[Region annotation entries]
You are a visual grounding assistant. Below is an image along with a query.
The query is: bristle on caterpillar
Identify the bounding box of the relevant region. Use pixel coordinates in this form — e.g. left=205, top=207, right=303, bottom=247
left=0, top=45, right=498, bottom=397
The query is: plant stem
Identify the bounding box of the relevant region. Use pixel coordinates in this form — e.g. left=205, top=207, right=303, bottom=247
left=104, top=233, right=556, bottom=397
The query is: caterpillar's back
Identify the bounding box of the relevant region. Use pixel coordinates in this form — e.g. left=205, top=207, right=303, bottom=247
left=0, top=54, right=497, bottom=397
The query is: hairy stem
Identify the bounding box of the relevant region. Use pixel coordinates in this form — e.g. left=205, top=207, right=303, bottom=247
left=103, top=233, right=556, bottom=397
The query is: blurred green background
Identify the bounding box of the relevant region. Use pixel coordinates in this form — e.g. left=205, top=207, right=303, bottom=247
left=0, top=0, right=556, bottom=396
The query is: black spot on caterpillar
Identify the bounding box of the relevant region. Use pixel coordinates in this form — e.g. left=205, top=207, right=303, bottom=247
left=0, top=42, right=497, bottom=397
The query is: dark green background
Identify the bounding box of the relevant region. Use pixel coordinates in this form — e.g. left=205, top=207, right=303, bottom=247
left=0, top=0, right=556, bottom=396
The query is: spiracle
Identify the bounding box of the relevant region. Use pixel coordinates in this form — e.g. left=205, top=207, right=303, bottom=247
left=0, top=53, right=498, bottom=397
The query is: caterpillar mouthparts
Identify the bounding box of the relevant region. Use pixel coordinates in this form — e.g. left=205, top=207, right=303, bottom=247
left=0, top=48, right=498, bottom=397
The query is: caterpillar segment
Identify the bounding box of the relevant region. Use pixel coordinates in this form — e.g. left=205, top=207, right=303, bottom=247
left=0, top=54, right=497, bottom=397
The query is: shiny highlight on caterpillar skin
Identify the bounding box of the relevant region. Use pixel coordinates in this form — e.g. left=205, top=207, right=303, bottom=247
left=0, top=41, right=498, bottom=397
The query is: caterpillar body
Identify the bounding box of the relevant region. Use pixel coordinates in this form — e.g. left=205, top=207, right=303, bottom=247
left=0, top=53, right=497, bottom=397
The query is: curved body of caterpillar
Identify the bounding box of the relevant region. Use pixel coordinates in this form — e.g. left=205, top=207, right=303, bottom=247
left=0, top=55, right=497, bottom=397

▸ SHORT PROBLEM:
Update every one of the records so that "pixel coordinates" reads "image coordinates" wherever it occurs, leaving all other wording unchanged.

▸ SOLUTION:
You are a visual grounding assistant. Below is an image along with a query.
The query is: bristle on caterpillar
Identify the bounding box of the relevant region. Use image coordinates in this form — e.g. left=205, top=207, right=303, bottom=247
left=0, top=45, right=498, bottom=397
The query is: plant stem
Identify the bounding box of the relevant region. Use image coordinates in this form — e.g. left=205, top=207, right=303, bottom=247
left=104, top=233, right=556, bottom=397
The query is: caterpillar's back
Identify the bounding box of the relevant region. Use image coordinates in this form — e.g. left=205, top=207, right=303, bottom=247
left=0, top=54, right=497, bottom=397
The query is: hairy stem
Identify the bounding box of the relevant region. Use image coordinates in this form — e.g. left=205, top=207, right=303, bottom=247
left=103, top=233, right=556, bottom=397
The query is: blurred green background
Identify the bounding box of the relevant region. Use image coordinates in this form — e.g. left=205, top=207, right=303, bottom=247
left=0, top=0, right=556, bottom=396
The query is: black spot on caterpillar
Identify the bounding box of the relevant region. Use image coordinates in this form — e.g. left=205, top=207, right=303, bottom=247
left=0, top=42, right=497, bottom=397
The query is: dark green background
Identify the bounding box of the relevant region. Use image coordinates in this form — e.g. left=205, top=207, right=303, bottom=247
left=0, top=0, right=556, bottom=396
The query is: spiracle
Identify the bounding box of the relevant region. Use image coordinates in this form — e.g. left=205, top=207, right=303, bottom=247
left=0, top=53, right=498, bottom=397
The query is: caterpillar mouthparts
Identify the bounding box of the relevant region. Use image coordinates in this form — e.g. left=205, top=207, right=303, bottom=247
left=0, top=48, right=498, bottom=397
The query is: caterpillar segment
Identify the bounding box of the relevant region. Use image coordinates in this form — e.g. left=205, top=207, right=303, bottom=247
left=0, top=54, right=497, bottom=397
The query is: shiny highlight on caterpillar skin
Identify the bounding box of the relevant region. Use image coordinates in this form — e.g. left=205, top=207, right=303, bottom=247
left=0, top=41, right=498, bottom=397
The query is: caterpillar body
Identify the bounding box of the relevant region. Use image coordinates in this form — e.g. left=205, top=207, right=303, bottom=247
left=0, top=53, right=497, bottom=397
The query is: curved body of caterpillar
Identify the bounding box of the relevant region. Use image coordinates in this form — e.g. left=205, top=207, right=303, bottom=247
left=0, top=55, right=497, bottom=397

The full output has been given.